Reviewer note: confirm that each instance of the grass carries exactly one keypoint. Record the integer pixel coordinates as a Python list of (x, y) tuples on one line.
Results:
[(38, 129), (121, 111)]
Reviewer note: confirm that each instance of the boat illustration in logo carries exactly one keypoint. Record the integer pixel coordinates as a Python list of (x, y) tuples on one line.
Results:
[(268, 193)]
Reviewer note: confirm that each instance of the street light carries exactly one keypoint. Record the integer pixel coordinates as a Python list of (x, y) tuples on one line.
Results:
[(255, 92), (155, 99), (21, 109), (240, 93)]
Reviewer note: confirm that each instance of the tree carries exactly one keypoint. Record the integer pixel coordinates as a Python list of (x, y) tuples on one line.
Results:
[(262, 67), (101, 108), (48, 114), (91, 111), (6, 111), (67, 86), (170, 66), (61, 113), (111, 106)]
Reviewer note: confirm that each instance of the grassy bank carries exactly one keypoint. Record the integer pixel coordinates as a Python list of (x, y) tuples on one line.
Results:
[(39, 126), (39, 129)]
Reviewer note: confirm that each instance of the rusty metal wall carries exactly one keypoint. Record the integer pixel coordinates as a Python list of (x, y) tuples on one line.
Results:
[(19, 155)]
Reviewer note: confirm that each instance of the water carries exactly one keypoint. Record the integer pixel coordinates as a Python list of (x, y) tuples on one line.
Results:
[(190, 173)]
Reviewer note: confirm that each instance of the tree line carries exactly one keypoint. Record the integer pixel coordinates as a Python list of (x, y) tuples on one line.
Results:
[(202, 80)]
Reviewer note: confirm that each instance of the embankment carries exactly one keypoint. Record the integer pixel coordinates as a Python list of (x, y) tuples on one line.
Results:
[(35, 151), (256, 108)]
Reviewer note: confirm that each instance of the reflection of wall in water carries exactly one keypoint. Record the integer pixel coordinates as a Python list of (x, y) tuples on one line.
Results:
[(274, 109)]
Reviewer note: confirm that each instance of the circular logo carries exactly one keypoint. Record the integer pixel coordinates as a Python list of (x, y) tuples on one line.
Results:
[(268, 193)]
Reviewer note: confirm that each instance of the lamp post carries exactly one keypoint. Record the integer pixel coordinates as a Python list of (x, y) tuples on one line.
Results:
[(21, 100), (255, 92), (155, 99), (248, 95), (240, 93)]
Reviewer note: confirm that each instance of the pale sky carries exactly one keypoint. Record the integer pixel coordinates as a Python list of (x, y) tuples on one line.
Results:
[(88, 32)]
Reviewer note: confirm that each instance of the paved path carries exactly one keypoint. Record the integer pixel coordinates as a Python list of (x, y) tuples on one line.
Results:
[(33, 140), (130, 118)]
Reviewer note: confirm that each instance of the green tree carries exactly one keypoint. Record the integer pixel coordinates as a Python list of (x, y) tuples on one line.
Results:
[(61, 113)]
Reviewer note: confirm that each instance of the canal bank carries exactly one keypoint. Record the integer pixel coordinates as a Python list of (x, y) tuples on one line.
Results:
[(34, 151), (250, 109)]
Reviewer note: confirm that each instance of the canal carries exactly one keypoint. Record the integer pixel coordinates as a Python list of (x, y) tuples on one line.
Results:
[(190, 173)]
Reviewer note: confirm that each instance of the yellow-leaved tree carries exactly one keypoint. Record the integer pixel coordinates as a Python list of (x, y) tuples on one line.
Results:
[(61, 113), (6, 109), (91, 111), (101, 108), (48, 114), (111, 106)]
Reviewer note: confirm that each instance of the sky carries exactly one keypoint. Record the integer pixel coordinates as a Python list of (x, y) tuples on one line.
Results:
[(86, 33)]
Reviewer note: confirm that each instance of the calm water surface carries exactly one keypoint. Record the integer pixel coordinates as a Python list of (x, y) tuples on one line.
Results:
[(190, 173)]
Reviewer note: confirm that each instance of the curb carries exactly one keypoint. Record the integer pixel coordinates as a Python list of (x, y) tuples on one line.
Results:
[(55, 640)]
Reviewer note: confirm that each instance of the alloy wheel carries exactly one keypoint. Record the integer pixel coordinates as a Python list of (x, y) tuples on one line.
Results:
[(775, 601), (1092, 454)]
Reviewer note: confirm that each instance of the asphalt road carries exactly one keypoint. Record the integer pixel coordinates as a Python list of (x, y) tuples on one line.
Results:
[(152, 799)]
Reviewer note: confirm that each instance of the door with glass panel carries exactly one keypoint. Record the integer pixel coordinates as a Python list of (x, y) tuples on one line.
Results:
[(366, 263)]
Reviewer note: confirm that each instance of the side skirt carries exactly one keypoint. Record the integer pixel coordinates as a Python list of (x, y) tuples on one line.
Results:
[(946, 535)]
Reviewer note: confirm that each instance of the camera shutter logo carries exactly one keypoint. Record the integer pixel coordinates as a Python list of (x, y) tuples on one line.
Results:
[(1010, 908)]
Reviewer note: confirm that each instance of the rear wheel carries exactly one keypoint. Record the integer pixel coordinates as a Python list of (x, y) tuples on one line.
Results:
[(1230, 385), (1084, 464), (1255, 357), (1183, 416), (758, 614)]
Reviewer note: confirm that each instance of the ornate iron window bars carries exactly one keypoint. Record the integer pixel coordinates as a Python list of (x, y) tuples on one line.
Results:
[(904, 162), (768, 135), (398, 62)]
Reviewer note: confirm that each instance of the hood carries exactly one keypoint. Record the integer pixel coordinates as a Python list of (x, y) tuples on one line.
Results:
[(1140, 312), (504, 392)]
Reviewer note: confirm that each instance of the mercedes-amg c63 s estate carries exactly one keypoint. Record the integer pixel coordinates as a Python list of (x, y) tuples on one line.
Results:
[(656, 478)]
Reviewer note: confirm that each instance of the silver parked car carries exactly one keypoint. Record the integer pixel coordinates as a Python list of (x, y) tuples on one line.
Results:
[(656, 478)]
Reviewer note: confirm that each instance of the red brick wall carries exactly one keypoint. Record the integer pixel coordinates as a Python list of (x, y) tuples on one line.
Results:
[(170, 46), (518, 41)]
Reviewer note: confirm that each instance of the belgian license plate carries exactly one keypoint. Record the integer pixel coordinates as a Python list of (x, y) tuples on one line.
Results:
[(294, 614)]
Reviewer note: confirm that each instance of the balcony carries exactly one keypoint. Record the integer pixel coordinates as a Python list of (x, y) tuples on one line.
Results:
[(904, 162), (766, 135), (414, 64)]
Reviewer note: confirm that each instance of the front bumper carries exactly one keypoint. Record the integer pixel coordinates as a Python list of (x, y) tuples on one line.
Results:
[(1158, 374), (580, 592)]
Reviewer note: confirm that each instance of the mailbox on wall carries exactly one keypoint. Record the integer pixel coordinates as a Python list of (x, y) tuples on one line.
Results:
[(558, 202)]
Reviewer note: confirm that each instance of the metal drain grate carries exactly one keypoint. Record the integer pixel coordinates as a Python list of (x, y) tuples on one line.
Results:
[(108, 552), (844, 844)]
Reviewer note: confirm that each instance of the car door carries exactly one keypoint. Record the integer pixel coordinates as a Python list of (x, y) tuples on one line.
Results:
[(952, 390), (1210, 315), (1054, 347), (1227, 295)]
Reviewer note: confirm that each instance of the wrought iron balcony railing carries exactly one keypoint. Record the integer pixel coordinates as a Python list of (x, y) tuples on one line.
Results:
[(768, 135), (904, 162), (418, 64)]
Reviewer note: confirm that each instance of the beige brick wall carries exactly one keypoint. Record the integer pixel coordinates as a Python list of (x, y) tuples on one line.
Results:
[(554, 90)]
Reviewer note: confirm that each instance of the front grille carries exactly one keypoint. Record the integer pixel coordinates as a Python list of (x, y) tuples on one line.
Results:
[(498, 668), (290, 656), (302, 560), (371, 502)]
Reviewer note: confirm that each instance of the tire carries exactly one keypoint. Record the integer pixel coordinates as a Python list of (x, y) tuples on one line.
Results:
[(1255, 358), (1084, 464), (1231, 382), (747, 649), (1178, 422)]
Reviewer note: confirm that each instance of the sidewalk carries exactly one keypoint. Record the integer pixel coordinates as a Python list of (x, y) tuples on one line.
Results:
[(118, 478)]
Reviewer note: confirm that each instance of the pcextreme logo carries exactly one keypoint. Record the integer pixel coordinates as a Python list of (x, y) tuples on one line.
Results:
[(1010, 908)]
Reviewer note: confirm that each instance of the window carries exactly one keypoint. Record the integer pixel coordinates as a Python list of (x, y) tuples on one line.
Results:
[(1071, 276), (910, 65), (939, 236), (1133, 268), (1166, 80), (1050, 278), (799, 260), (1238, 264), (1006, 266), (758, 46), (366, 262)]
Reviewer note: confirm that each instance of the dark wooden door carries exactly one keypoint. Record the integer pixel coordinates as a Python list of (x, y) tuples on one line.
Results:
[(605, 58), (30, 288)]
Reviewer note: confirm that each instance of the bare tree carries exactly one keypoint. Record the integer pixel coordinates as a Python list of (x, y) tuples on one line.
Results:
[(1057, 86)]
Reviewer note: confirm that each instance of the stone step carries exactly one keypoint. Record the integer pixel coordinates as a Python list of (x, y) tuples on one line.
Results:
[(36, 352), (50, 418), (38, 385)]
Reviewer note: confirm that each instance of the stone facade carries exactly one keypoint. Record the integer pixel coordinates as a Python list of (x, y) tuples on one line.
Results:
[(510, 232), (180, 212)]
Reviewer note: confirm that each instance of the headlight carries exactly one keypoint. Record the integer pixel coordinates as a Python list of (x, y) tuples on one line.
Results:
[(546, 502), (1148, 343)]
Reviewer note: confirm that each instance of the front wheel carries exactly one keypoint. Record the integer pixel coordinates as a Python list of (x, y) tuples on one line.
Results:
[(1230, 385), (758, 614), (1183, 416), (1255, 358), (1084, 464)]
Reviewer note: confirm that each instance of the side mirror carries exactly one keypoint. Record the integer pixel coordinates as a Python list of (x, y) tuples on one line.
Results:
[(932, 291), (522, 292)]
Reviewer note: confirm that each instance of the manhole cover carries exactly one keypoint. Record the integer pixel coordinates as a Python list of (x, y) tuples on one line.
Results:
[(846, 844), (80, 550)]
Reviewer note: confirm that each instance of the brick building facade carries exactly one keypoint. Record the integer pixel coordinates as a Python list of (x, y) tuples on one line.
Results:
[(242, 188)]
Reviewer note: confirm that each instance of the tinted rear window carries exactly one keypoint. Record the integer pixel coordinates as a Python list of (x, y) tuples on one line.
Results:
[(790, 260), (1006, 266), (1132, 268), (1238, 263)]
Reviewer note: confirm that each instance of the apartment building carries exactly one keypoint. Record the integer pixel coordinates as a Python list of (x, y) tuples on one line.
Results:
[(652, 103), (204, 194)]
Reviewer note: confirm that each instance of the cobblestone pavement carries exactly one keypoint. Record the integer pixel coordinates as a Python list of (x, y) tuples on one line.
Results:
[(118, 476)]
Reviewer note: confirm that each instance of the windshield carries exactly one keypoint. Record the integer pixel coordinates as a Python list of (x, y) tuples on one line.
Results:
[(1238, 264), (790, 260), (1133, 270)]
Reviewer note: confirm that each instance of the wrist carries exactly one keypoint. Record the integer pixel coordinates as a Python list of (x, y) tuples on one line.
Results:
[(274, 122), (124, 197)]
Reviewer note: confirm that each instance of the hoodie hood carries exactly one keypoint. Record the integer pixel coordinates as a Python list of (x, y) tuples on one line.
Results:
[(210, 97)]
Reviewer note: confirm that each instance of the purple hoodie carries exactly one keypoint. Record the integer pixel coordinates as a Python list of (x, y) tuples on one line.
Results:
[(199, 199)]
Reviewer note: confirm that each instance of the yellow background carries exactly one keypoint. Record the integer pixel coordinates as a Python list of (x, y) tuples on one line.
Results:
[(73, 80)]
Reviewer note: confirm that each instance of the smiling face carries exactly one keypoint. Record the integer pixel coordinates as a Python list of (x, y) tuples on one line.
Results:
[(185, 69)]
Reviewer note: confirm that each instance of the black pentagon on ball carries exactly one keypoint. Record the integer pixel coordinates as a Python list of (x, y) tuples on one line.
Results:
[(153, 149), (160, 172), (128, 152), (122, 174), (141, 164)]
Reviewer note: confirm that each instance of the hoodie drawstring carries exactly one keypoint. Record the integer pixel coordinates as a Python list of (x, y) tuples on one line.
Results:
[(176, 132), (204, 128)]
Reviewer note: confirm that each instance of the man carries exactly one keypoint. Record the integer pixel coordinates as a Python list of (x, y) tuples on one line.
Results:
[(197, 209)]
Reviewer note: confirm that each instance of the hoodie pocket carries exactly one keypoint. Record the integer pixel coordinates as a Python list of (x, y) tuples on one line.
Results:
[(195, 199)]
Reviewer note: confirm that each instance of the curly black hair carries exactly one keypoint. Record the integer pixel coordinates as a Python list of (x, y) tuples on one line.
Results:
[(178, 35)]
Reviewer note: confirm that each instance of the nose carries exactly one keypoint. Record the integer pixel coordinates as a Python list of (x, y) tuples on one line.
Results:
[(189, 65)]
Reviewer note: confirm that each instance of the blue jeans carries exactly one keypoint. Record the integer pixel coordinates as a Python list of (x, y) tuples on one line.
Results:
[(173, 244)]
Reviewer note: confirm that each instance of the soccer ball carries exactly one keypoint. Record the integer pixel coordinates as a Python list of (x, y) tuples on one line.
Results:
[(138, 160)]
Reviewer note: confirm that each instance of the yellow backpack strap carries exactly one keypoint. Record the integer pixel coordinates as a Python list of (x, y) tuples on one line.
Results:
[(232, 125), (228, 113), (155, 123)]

:::

### WHAT IS REQUIRED:
Can you copy out verbatim the lines in the records above, from the line containing "Reviewer note: confirm that each instance of the pcextreme" through the line containing "46), (366, 262)]", both of those lines included?

### REPLY:
Reviewer note: confirm that each instance of the pcextreme logo carries exactly one keypoint. Record the integer pixel coordinates as a Python list of (x, y) tuples on one line.
Results:
[(1010, 908)]
Reviewer note: confirm that each instance of the window carries exactly one keypoint. Record the integer pixel coordinates as a Python list of (x, y) tuples on one line.
Results:
[(1071, 276), (910, 65), (939, 236), (1133, 268), (1166, 80), (1050, 278), (799, 260), (1238, 264), (1006, 266), (758, 46), (366, 262)]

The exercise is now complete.